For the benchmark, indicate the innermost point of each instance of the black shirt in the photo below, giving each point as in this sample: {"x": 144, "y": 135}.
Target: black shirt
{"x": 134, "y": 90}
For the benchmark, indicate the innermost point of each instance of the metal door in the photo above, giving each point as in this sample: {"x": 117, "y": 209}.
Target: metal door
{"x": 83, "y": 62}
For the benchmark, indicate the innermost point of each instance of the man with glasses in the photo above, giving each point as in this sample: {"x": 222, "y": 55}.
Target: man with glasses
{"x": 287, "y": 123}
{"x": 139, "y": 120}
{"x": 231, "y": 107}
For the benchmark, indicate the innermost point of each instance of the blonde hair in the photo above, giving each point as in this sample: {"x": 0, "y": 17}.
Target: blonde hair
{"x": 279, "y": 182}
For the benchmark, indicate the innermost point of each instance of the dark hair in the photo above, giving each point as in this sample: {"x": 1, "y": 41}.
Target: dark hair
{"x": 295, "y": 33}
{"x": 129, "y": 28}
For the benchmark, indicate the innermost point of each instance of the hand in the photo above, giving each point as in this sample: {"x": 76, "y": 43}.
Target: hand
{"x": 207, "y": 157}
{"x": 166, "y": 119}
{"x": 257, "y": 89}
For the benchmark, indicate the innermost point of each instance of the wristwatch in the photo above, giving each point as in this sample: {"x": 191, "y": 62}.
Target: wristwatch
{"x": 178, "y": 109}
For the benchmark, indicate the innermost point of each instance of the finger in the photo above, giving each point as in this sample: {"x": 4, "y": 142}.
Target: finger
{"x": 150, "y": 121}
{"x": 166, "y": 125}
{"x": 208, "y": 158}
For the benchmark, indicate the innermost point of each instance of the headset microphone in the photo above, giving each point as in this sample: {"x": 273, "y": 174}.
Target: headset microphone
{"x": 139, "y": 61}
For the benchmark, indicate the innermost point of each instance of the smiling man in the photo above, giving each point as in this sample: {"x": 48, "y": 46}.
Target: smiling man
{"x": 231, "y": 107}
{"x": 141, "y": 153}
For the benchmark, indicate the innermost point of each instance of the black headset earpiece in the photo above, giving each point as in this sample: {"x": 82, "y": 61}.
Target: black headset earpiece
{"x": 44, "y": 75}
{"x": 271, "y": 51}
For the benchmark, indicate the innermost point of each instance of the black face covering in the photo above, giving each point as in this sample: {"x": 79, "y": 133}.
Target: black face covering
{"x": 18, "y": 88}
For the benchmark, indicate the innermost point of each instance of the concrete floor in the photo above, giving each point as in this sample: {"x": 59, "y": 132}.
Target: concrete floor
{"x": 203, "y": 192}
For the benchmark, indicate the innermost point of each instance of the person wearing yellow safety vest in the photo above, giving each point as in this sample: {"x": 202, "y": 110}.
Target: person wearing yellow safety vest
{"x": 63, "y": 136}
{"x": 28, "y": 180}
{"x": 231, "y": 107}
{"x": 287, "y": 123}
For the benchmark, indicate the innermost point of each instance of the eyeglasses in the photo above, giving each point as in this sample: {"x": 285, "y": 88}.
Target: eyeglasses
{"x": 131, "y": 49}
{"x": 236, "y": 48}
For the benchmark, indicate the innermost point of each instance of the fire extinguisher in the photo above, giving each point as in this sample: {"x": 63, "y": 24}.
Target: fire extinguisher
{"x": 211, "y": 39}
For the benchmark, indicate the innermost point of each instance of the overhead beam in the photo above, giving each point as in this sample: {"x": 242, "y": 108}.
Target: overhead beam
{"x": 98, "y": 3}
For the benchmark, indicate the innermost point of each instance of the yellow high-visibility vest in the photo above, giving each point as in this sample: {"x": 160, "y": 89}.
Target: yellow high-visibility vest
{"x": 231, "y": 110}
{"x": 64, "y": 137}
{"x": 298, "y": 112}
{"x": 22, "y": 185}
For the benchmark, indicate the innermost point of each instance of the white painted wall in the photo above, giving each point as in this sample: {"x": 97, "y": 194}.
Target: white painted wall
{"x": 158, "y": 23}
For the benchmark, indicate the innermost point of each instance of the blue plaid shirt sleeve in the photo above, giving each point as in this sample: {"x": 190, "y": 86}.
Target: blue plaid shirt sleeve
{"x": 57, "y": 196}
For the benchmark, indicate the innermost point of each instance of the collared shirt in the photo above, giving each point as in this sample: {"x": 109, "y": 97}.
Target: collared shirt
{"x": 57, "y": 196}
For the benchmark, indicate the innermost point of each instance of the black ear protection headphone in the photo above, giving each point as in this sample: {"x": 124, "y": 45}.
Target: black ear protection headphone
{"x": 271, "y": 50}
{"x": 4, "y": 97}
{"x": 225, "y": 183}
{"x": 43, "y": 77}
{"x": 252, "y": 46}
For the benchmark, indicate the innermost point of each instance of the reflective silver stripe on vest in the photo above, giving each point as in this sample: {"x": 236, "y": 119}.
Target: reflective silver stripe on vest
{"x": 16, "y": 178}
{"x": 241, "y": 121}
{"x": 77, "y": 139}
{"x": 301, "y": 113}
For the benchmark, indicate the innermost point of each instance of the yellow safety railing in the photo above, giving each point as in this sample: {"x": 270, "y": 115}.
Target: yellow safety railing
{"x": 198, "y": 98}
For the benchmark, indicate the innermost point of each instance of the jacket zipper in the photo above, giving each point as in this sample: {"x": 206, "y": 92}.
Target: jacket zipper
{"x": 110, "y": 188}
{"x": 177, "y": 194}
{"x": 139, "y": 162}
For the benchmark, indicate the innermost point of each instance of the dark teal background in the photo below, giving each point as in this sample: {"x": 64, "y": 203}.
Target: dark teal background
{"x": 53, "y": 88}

----------------

GIVEN INSTRUCTION >>
All the data must be duplicated exactly, with nothing added or removed.

PROBLEM SOLUTION >>
For the benchmark, indicate the innermost point of each instance of the black shirt in the photo below, giving each point as in this sample: {"x": 144, "y": 135}.
Target: black shirt
{"x": 134, "y": 90}
For the benchmark, indicate the innermost point of each instance of the metal door in the photo above, giving each point as in this sample: {"x": 117, "y": 209}.
Target: metal door
{"x": 83, "y": 62}
For the benchmark, indicate the innermost point of each instance of the man with glasses in the photo above, giving each point as in this sample: {"x": 222, "y": 55}.
Target: man with glasses
{"x": 287, "y": 123}
{"x": 139, "y": 120}
{"x": 231, "y": 107}
For the benchmark, indicate the innermost point of each instance of the blonde hair in the photo above, giving each point as in this sample: {"x": 0, "y": 17}.
Target: blonde hair
{"x": 279, "y": 182}
For the benchmark, indicate the innermost point of each instance of the dark hair in the photo above, giving each point as in this sample: {"x": 1, "y": 41}.
Target: dark hair
{"x": 295, "y": 33}
{"x": 129, "y": 28}
For the benchmark, indicate the innermost point of each instance of the hand in the photo above, giving each point as in this sample: {"x": 76, "y": 43}.
Target: hand
{"x": 207, "y": 157}
{"x": 166, "y": 119}
{"x": 257, "y": 89}
For the benchmark, indicate the innermost point of each instance of the wristwatch in the photo above, giving each point as in this sample: {"x": 191, "y": 62}.
Target: wristwatch
{"x": 178, "y": 109}
For the benchmark, indicate the innermost point of each instance of the finger in the photo above, giving each point as in this sample: {"x": 4, "y": 142}.
Target: finger
{"x": 150, "y": 121}
{"x": 166, "y": 125}
{"x": 208, "y": 158}
For the benchmark, indicate the innermost point of each instance of the headset microphone in the photo above, giving each point as in this sample: {"x": 273, "y": 174}.
Target: headset microphone
{"x": 139, "y": 61}
For the benchmark, indicate the innermost point of each instance of the smiling man in the photo above, giving each point as in this sample: {"x": 48, "y": 46}.
Target: smiling man
{"x": 231, "y": 107}
{"x": 141, "y": 153}
For the benchmark, indicate the innermost point of each instance of the black headset earpiece in the photo above, giving each point as in this sample: {"x": 82, "y": 61}.
Target: black headset earpiece
{"x": 44, "y": 75}
{"x": 271, "y": 51}
For the benchmark, indicate the innermost point of each instance of the black face covering in the photo above, giving each point as in this sample: {"x": 79, "y": 133}.
Target: black face covering
{"x": 18, "y": 88}
For the benchmark, indicate the innermost point of each instance of the concrete floor in the photo above, giving each point as in this sample: {"x": 59, "y": 132}.
Target: concrete floor
{"x": 203, "y": 192}
For the benchmark, indicate the innermost point of each instance of the person wearing yellow safety vest in the photo above, giving each point as in this sample: {"x": 202, "y": 110}.
Target: person wearing yellow safety vest
{"x": 63, "y": 136}
{"x": 28, "y": 180}
{"x": 231, "y": 107}
{"x": 287, "y": 123}
For the benchmark, indicate the innermost point of each instance of the eyeglasses in the photo above, giving each point as in this sample: {"x": 285, "y": 88}.
Target: eyeglasses
{"x": 131, "y": 49}
{"x": 236, "y": 48}
For the benchmark, indicate the innermost point of each instance of the fire extinguisher in the photo above, giving each point as in this sample: {"x": 63, "y": 24}.
Target: fire extinguisher
{"x": 211, "y": 39}
For the benchmark, indicate the innermost point of each instance of the overhead beam in the photo above, giving each point as in this sample: {"x": 242, "y": 108}.
Target: overhead beam
{"x": 98, "y": 3}
For the benchmark, indicate the innermost point of each instance of the yellow high-visibility vest in the photo above, giving each point as in this sample: {"x": 160, "y": 89}.
Target: yellow high-visibility vest
{"x": 231, "y": 110}
{"x": 64, "y": 137}
{"x": 298, "y": 112}
{"x": 22, "y": 185}
For the benchmark, indicate the innermost point of each instance of the white painted wall in the photo above, giving each point as in this sample: {"x": 97, "y": 194}.
Target: white painted wall
{"x": 158, "y": 23}
For the benchmark, indicate the innermost point of each instance of the blue plaid shirt sleeve in the photo above, giving each point as in this sample: {"x": 190, "y": 86}.
Target: blue plaid shirt sleeve
{"x": 57, "y": 196}
For the benchmark, indicate the innermost point of each instance of the collared shirt in the photo above, giving each point as in this sample: {"x": 109, "y": 97}.
Target: collared shirt
{"x": 57, "y": 196}
For the benchmark, indicate the innermost point of each instance of the black ear protection headphone in the photo above, giving each point as in this sample: {"x": 124, "y": 45}.
Target: black ear protection headphone
{"x": 271, "y": 50}
{"x": 4, "y": 97}
{"x": 225, "y": 183}
{"x": 43, "y": 77}
{"x": 252, "y": 46}
For the benchmark, indicate the innermost point of each instance of the reflective silver stripe on vest in the photo above, giving each point as in this sample: {"x": 236, "y": 119}.
Target: reflective silver stripe on vest
{"x": 16, "y": 178}
{"x": 241, "y": 121}
{"x": 77, "y": 139}
{"x": 301, "y": 113}
For the benchmark, indicate the innermost point of each instance of the yellow safety railing in the photo above, giving each point as in this sample: {"x": 270, "y": 115}.
Target: yellow safety railing
{"x": 198, "y": 98}
For the benchmark, indicate the innermost point of each instance of the jacket zipper in the photo above, giving each point as in this sample: {"x": 206, "y": 92}.
Target: jacket zipper
{"x": 110, "y": 188}
{"x": 177, "y": 194}
{"x": 139, "y": 162}
For the benchmark, indicate the innermost point of each instance of the dark teal background in the photo below, giving each point as in this sample: {"x": 64, "y": 203}.
Target: dark teal background
{"x": 53, "y": 88}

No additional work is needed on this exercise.